**Direction a**:
Pick out each line of the rows below that contains the word "mask", matching case.

**Document segment**:
--- start ---

Traditional acquisition strategies rely on marketing to generate leads and sales to close leads.  Marketing is delivered to prospects through the web, trade shows, direct marketing and various media. As interest is shown, a lead is created and passed on to sales for follow-up.  In our experience, this method of lead development has generally proven to be ineffective.

Experience shows us that not all leads represent prospects that are ready to buy, and the follow-up process is often lengthy and tedious.  Consequently, these leads are often set aside, lost in transition or languish in the pipeline while the sales team focuses on the ones they feel have the greatest potential.  In fact, studies show that 60% of leads are not being followed up by sales and actually expire in the first 6 months due to a lack of proper follow-up and development. How many times have you heard this: “I’ve left 4 or 5 messages and they haven’t called me back.  It just isn’t a good lead.”  ‘Left message’ is often the most common lead status in a CRM system.  Conversely, our own research shows that long-term leads (those prospects that are interested but not ready to buy) are extremely valuable and the greatest source of future sales. Companies can gain a distinct competitive advantage by engaging a prospect before a formal vendor evaluation process is initiated. They can discover valuable information that can be used in the sales process, gain access to key executives and can often help to design or influence the RFP.

--- end ---

**Dataset**:
--- start ---

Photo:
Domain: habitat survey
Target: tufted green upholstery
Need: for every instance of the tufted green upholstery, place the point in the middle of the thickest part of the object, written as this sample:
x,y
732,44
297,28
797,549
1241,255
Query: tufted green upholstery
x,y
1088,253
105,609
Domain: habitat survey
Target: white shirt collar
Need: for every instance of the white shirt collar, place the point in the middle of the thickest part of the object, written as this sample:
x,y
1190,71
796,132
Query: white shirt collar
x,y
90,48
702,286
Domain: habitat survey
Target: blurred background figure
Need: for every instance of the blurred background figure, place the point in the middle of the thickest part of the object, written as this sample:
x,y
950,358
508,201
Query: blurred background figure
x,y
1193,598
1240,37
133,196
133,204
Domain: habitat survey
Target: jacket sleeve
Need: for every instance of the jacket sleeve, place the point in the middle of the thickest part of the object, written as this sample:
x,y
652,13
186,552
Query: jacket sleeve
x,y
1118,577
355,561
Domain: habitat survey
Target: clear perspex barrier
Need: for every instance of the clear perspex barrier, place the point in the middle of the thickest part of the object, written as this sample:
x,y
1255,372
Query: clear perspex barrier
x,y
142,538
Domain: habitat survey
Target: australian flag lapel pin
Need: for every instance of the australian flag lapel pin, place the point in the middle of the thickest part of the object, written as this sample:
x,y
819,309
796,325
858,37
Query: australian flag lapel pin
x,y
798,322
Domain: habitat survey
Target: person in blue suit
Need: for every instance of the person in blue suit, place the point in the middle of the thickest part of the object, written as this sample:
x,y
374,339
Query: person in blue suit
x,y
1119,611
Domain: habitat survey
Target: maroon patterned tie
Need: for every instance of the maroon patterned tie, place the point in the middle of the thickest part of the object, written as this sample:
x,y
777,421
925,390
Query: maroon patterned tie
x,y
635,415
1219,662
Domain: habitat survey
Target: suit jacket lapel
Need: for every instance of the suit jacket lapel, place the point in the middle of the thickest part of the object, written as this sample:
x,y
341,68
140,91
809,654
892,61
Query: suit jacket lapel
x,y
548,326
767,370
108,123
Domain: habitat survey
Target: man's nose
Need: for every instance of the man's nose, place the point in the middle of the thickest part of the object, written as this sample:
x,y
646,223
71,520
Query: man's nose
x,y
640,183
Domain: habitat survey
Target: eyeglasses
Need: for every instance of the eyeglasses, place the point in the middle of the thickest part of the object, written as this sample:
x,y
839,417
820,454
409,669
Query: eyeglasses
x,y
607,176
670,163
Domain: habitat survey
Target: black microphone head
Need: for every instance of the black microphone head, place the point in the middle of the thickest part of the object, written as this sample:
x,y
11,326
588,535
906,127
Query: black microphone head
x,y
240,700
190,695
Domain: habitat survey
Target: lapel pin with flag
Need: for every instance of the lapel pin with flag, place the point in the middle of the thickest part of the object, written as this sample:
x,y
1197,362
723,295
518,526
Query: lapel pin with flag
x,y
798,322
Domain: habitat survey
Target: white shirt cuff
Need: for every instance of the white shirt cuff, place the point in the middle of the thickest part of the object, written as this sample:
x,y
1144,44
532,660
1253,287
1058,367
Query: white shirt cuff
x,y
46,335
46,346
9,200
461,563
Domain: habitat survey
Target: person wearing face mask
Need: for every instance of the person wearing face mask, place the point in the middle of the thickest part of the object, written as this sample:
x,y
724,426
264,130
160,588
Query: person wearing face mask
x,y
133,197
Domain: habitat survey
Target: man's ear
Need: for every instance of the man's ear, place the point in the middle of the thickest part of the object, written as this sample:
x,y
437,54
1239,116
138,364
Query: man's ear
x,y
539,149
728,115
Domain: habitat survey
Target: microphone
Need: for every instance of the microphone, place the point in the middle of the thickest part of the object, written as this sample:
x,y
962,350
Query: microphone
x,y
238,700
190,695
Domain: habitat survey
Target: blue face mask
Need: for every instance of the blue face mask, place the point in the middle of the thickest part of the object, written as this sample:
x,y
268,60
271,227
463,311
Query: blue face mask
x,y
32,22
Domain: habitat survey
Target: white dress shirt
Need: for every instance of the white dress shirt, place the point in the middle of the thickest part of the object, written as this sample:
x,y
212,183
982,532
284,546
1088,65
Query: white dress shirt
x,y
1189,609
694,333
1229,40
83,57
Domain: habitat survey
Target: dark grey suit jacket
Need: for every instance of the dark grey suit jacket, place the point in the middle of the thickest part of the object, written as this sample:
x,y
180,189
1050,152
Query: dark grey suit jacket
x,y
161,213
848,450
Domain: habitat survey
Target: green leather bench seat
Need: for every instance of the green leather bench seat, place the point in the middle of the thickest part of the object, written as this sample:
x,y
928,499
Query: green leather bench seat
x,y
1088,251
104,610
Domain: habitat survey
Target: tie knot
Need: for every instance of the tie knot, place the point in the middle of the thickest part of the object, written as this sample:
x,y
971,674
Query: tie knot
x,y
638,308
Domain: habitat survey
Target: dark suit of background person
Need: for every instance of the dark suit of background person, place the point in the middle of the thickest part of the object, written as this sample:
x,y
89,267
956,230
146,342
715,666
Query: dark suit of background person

--- end ---

**Direction b**:
Reproduce the whole passage on lead generation and follow-up above, word for word.

**Written answer a**:
Target: person wearing face mask
Need: for every instance of the person wearing face mask, place the point in the middle of the thickest part of the object, written as this sample:
Query: person wearing face mask
Target: blue face mask
Need: for every instance of the blue face mask, place the point in the middle of the thickest part of the object, written as this sample:
Query: blue face mask

**Written answer b**:
Traditional acquisition strategies rely on marketing to generate leads and sales to close leads.  Marketing is delivered to prospects through the web, trade shows, direct marketing and various media. As interest is shown, a lead is created and passed on to sales for follow-up.  In our experience, this method of lead development has generally proven to be ineffective.

Experience shows us that not all leads represent prospects that are ready to buy, and the follow-up process is often lengthy and tedious.  Consequently, these leads are often set aside, lost in transition or languish in the pipeline while the sales team focuses on the ones they feel have the greatest potential.  In fact, studies show that 60% of leads are not being followed up by sales and actually expire in the first 6 months due to a lack of proper follow-up and development. How many times have you heard this: “I’ve left 4 or 5 messages and they haven’t called me back.  It just isn’t a good lead.”  ‘Left message’ is often the most common lead status in a CRM system.  Conversely, our own research shows that long-term leads (those prospects that are interested but not ready to buy) are extremely valuable and the greatest source of future sales. Companies can gain a distinct competitive advantage by engaging a prospect before a formal vendor evaluation process is initiated. They can discover valuable information that can be used in the sales process, gain access to key executives and can often help to design or influence the RFP.